GOALS:
- 1) In the forum answer on wrapping JSON data in a Python class, turn the paragraph beginning "On the other hand, python's meta-class logic" into a short bulleted list that keeps its main facts.
- 2) Please quote the forum answer on wrapping JSON data in a Python class word for word, starting at "When I started" and ending at "up from there.".

Wrapping a python class around JSON data, which is better?

(note: this got an update, I'm now using dataclasses with run-time type enforcment. see bottom :3)

So, it's been a year and I'm going to answer my own question. I don't quite like answering it myself, but: this will mark the thread as resolved which in itself might help others.

On the other hand, I want to document and give reason to why I chose my solution over proposed answers. Not, to prove me right, but to highlight the different tradeoffs.

I just realized, that this got quite long, so:

tl;dr

collections.abc contains powerful abstractions and you should use them if you have access to it (cpython >= 3.3). @property is nice to use, enables to add documentation easily and provides read only access. Nested classes look weird but replicate the structure of deeply nested JSON just fine.

Proposed solutions

python meta-classes

So first off: I love the concept. I've considered many applications for where they prove useful, especially when:

  1. writing a pluggable API where meta-classes enforce correct usage of derived classes and their implementation specifics
  2. having a fully automated registry of classes that derive a from a meta-class.

On the other hand, python's meta-class logic felt obscure to wrap my head around (took me at least three days to figure it out). While simple in principle, the devil is in the details. So, I decided against it, simply because I might abandon the project in the not so far future and others should be able to pick up where I left off easily.

namedtuple

collections.namedtuple is very efficient and concise enough to boil my solution down to several lines instead of the current 800+ lines. My IDE will also be able to introspect possible members of the generated class.

Cons: the breverity of namedtuple leaves much less room for the awfully necessary documentation of the APIs returned values. So with less insane APIs you will possibly get away with just that. It also feels wierd to nest class objects into the namedtuple, but that's just personal preference.

What I went with

So in the end, I chose to stick to my first original solution with a few minor details added, if you find the details interesting, you can look at the source on github.

collections.abc

When I started the project, my python knowledge was next to none, so I went with what I knew about python ("everything is a dict") and wrote code like that. For example: classes that work like a dict, but have a file structure underneath (that was before pathlib).

While looking through python's code I noticed how they implement and enforce container "traits" through abstract base classes which sounds far more complicated than it really is in python.

the very basics

The following is indeed very basic, but we'll build up from there.

from collections import Mapping, Sequence, Sized

class JsonWrapper(Sized):
    def __len__(self):
        return len(self._data)

    def __init__(self, json):
        self._data = json

    @property
    def raw(self): return self._data

The most basic class I could come up with, this will just enable you to call len on the container. You also can get read-only access through raw if you really want to bother with the underlying dictionary.

So why am I inheriting from Sized instead of just starting from scratch and def __len__ just like that?

  1. not overriding __len__ will not be accepted by the python interpreter. I forget when exactly, but AFAIR it's when you import the module that contains the class, so you're not getting screwed at runtime.

STORED ROWS:
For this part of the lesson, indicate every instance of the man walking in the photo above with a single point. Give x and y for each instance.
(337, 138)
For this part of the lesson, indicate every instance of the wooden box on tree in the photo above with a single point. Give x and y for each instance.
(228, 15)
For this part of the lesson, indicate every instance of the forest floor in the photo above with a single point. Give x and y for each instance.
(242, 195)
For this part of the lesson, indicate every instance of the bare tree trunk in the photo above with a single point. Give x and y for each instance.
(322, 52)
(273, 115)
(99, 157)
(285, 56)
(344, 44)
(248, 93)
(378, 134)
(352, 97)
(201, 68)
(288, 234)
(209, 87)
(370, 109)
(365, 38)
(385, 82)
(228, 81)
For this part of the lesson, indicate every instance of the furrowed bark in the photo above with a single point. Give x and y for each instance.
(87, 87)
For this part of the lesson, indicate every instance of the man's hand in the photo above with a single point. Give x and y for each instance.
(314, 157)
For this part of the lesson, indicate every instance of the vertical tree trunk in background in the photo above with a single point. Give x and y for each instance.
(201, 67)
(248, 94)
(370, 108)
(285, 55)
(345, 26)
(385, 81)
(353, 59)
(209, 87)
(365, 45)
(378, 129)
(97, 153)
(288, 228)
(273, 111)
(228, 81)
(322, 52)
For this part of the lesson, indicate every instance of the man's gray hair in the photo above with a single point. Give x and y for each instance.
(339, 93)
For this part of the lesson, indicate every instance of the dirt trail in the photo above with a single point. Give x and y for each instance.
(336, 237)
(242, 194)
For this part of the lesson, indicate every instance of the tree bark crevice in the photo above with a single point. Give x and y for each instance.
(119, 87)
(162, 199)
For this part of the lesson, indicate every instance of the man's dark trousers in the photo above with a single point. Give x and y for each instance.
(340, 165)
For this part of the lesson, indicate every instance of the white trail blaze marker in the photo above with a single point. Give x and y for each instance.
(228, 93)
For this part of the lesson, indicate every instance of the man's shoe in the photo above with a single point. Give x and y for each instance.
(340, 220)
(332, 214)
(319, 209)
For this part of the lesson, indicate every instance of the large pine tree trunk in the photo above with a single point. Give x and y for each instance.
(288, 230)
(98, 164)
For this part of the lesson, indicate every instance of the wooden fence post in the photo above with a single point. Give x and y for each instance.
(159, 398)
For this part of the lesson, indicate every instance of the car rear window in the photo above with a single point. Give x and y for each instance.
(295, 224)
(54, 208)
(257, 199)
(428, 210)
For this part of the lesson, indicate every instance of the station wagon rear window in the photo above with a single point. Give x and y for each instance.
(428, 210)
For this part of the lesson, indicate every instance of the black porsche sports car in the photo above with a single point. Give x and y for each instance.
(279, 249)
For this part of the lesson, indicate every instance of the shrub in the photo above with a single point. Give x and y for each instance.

EXPECTED RESULTS:
- 1)
- Python's meta-class logic felt obscure and took at least three days to figure out.
- It is simple in principle, but the devil is in the details.
- Meta-classes were rejected because the project might be abandoned in the not so far future, and others should be able to pick it up easily.

- 2)
When I started the project, my python knowledge was next to none, so I went with what I knew about python ("everything is a dict") and wrote code like that. For example: classes that work like a dict, but have a file structure underneath (that was before pathlib).

While looking through python's code I noticed how they implement and enforce container "traits" through abstract base classes which sounds far more complicated than it really is in python.

the very basics

The following is indeed very basic, but we'll build up from there.